Reproduce all entries below verbatim. Skip the pictures.

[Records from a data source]
*****

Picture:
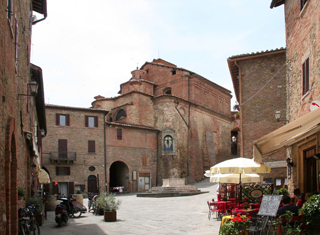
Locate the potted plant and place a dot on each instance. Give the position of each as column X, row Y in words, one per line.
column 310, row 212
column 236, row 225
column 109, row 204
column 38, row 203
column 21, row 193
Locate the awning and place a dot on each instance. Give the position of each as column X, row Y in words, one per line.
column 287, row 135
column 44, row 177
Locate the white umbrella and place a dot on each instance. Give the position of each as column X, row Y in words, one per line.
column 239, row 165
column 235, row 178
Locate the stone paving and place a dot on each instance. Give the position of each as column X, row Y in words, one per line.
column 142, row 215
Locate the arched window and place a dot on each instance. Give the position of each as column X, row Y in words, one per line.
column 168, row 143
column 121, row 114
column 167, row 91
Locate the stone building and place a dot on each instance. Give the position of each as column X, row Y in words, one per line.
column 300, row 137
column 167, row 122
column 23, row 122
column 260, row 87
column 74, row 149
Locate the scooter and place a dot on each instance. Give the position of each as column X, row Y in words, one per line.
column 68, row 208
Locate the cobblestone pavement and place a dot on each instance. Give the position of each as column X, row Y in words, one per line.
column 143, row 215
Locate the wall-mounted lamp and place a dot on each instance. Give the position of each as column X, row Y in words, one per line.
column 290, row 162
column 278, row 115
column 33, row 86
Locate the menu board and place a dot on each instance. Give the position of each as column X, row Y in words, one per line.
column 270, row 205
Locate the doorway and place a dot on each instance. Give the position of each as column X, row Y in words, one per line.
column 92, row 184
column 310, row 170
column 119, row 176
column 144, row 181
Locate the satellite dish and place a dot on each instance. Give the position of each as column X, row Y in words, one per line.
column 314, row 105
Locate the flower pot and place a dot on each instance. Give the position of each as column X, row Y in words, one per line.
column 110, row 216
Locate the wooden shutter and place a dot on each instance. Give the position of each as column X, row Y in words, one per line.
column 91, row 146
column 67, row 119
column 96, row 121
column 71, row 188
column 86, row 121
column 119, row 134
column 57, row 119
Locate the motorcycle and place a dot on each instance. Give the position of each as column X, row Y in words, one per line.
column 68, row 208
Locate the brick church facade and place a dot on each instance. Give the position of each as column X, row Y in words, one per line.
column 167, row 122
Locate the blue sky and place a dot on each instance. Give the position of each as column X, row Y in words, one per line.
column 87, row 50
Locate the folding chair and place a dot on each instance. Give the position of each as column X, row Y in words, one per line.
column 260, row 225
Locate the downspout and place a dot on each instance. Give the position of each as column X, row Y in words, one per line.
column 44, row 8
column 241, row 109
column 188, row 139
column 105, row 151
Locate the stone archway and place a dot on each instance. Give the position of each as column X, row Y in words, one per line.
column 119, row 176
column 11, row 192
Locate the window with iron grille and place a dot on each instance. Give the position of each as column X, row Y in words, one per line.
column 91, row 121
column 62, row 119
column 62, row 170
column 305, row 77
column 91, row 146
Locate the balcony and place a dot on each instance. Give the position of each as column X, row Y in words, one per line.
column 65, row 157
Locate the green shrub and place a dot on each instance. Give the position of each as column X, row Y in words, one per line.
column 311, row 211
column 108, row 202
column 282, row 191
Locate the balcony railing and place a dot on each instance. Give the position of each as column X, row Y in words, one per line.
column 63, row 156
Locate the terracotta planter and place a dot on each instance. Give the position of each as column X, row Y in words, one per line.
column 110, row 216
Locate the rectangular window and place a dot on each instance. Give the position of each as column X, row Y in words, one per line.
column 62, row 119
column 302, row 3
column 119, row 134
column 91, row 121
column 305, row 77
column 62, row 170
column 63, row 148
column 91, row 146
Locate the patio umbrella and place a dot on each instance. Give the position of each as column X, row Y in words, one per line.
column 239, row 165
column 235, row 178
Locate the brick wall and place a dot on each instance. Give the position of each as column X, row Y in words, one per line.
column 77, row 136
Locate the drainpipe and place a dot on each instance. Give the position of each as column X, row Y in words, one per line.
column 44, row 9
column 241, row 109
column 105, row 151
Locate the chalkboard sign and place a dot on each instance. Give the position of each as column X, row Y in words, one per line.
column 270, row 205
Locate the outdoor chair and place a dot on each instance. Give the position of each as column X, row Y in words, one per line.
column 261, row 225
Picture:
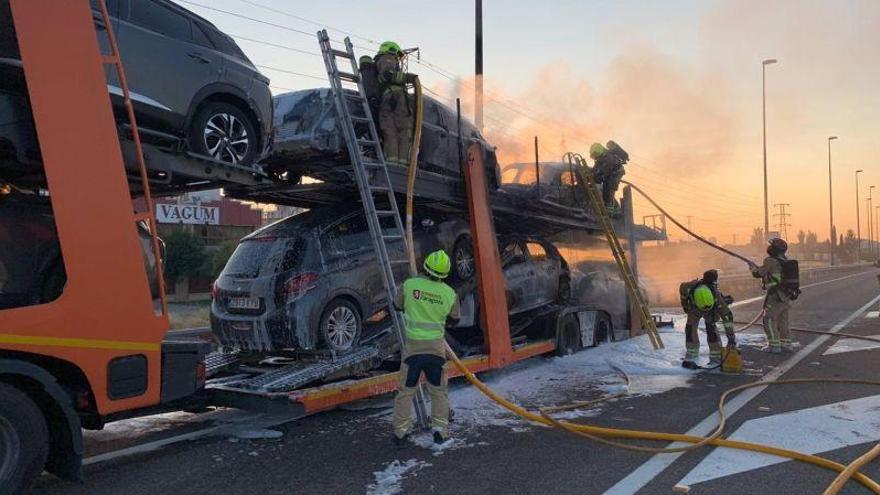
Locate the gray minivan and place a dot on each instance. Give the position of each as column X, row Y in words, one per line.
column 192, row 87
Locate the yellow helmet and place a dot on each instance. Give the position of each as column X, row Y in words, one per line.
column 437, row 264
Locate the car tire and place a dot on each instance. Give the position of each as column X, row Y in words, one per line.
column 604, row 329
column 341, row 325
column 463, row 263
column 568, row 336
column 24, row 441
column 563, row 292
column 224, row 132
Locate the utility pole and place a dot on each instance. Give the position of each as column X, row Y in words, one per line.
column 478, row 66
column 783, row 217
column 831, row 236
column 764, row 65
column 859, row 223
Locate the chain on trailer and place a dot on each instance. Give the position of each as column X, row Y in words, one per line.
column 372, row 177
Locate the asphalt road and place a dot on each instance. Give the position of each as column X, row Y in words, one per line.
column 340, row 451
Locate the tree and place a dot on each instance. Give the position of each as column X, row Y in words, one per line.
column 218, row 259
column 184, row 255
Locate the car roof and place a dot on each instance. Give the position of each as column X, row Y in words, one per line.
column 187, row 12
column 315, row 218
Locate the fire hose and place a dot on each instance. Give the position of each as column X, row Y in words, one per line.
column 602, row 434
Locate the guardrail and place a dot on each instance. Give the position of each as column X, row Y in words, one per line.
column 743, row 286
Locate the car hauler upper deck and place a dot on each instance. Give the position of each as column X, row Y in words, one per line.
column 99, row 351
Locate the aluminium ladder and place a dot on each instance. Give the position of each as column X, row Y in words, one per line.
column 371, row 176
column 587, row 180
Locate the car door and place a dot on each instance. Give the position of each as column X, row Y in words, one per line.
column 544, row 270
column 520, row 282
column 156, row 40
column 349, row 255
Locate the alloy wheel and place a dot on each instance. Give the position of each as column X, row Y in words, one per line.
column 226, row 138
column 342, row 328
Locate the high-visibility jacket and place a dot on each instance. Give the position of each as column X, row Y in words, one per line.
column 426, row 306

*****

Expected answer:
Picture:
Locate the potted plant and place a dot on each instance. Give the position of each as column X, row Y in words, one per line.
column 310, row 212
column 236, row 225
column 109, row 204
column 38, row 203
column 21, row 193
Locate the awning and place a dot on each instance. Give the position of each as column X, row Y in words, one per line.
column 287, row 135
column 44, row 177
Locate the white umbrella and place a dot on each instance. Give the position of each as column X, row Y in words, one per line.
column 239, row 165
column 235, row 178
Locate the stone paving and place a dot on each instance. Give the position of each as column X, row Y in words, one per line.
column 142, row 215
Locate the arched window and place a dot on each instance. Give the position of each as column X, row Y in words, one per line.
column 168, row 143
column 121, row 114
column 167, row 91
Locate the stone building and place a dot on each instance. Give the position of each as column X, row Y in words, one per line.
column 300, row 137
column 167, row 122
column 23, row 122
column 260, row 87
column 74, row 149
Locate the scooter and place a dot on each instance. Give the position of each as column X, row Y in words, one per line.
column 68, row 208
Locate the cobblestone pavement and place a dot on each instance. Give the position of each as column X, row Y in words, one per line.
column 143, row 215
Locate the wall-mounted lamp and place a dot on each instance. Give the position of each as column X, row Y in words, one per line.
column 290, row 162
column 278, row 115
column 33, row 86
Locate the menu board and place a dot on each instance. Give the position of each as column X, row Y in words, one per line.
column 270, row 205
Locate the doorway and place a dot on each instance. Give the position of each as column X, row Y in words, one per line.
column 92, row 184
column 310, row 170
column 119, row 176
column 144, row 181
Locate the satellite dish and place a dot on each instance. Give the position of each as column X, row Y in words, one per line.
column 314, row 105
Locate the flower pot and place a dot on each instance. Give the position of each as column X, row Y in words, one per line.
column 110, row 216
Locate the wooden shutter and place a dot on each instance. Give the position of each as column X, row Y in words, one per line.
column 91, row 146
column 67, row 119
column 96, row 121
column 71, row 188
column 86, row 121
column 119, row 134
column 57, row 119
Locate the motorcycle and place a dot on each instance. Give the position of each as column X, row Y in words, one per line.
column 68, row 208
Locate the brick church facade and place a dot on each instance. Give the position of each as column X, row Y in words, one per line.
column 167, row 122
Locate the blue sky and place a dot on each instance. Give the position of each as column X, row Y in words, one per line.
column 87, row 50
Locate the folding chair and place a dot on each instance. Give the position of each as column X, row Y in words, one per line.
column 260, row 225
Locate the downspout and place a dot on each instance. Give the position of each as column X, row Y in words, one per line.
column 44, row 8
column 241, row 109
column 188, row 139
column 105, row 151
Locate the stone archway and place a dot on each instance. Give the position of each as column X, row Y in words, one per line.
column 119, row 176
column 11, row 192
Locate the window with iron grille and place a dot on each instance. Give the position of each as column X, row Y in words, one per line.
column 91, row 121
column 62, row 119
column 62, row 170
column 305, row 77
column 91, row 146
Locate the balcony and place a dot on each instance. Give the position of each as column X, row Y in words, one per line.
column 65, row 157
Locate the green shrub and place a dot on each instance. Give the position of each as column X, row Y in words, one per line.
column 311, row 211
column 108, row 202
column 282, row 191
Locate the balcony railing and place a dot on each instance. Give the position of each as column X, row Y in words, one per line.
column 63, row 156
Locate the terracotta planter and place a dot on each instance. Give the position of each as column X, row Y in words, one per line.
column 110, row 216
Locate the rectangular window and place a dot on each instance. Give the position of each as column X, row Y in words, one per line.
column 62, row 119
column 302, row 3
column 119, row 134
column 91, row 121
column 305, row 77
column 62, row 170
column 63, row 148
column 91, row 146
Locate the patio umbrella and place a dot on each instance. Give the position of each as column X, row Y in words, one per line.
column 239, row 165
column 235, row 178
Locate the brick wall and place a dot on each instance. Give the position of each as column X, row Y in words, one per line.
column 77, row 136
Locate the drainpipe and place a dot on each instance. Give the position of each as column X, row Y in words, one per line.
column 44, row 9
column 241, row 109
column 105, row 151
Locate the chalkboard sign and place a dot on each instance. Give the position of each as column X, row Y in words, one per line.
column 270, row 205
Locate the outdoor chair and place a dot on each instance. Give the position of each as column X, row Y in words, one per line.
column 261, row 225
Picture:
Locate the gray minivan and place a dot on each instance. Give the position of each as column X, row Y in words, one per line.
column 192, row 87
Locate the yellow helmet and place a dot on each instance. Give the position of each as column X, row Y in words, one per line.
column 437, row 264
Locate the car tire and place a dot on each instance. Give the position of each as column X, row Y in words, one per line.
column 604, row 329
column 341, row 325
column 463, row 263
column 568, row 336
column 24, row 441
column 563, row 292
column 224, row 132
Locate the utility pole and place a dot on each instance. Give the position of each as column X, row Y in words, one per line.
column 478, row 66
column 783, row 217
column 831, row 236
column 764, row 65
column 859, row 223
Locate the chain on trailer and place a dot on each instance. Give the position of each as column X, row Y in words, one per line.
column 372, row 177
Locate the asphalt road and place a dot on each instance. Give the position of each as column X, row Y in words, one per line.
column 340, row 451
Locate the tree and place a dot on each instance. Give the position of each as column X, row Y in words, one per line.
column 218, row 259
column 184, row 255
Locate the car roof and place a dot on each instance. Give the position of each as column X, row Y in words, one per line.
column 187, row 12
column 315, row 218
Locate the fire hose and place a dot on each instance. Give the position of each as column X, row Y in words, one per line.
column 602, row 434
Locate the guardrail and place a dot on each instance. Give the position of each as column X, row Y in words, one per line.
column 743, row 286
Locate the car hauler upper deck and place a dot on each instance. Give the position of each as column X, row Y in words, one per line.
column 99, row 351
Locate the aluminium ladder and place a dot on each instance. Give the position of each as column X, row Y in words, one per line.
column 371, row 176
column 587, row 180
Locate the car door and place a dot on each instance. Give the position of each as column X, row Y in words, one per line.
column 544, row 270
column 520, row 282
column 156, row 40
column 349, row 255
Locate the alloy wheel and place a dot on each instance. Give the position of each as column X, row Y in words, one per line.
column 226, row 138
column 342, row 328
Locate the high-visibility jacket and place a dot on each instance. Give the position of each as column X, row Y in words, one per line.
column 426, row 306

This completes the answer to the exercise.